### EXERCISE
Rewrite the records below, replacing every occurrence of "rocky outcrop" with "stone formation" and changing nothing else. Omit the pictures from your output.

[Data records]
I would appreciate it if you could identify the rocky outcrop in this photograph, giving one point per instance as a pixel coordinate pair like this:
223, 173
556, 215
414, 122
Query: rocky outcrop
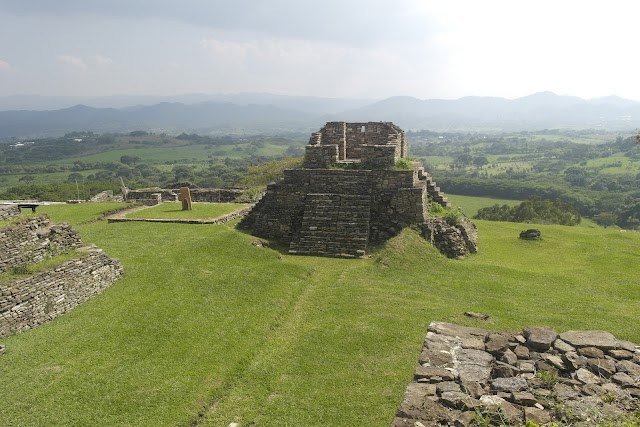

### OUTPUT OF THE EXERCISE
I would appreciate it if you could identify the stone formation in this photograph, giving one point per instance as a pixel coordinate pair like this:
223, 173
556, 215
414, 122
Query: stone formation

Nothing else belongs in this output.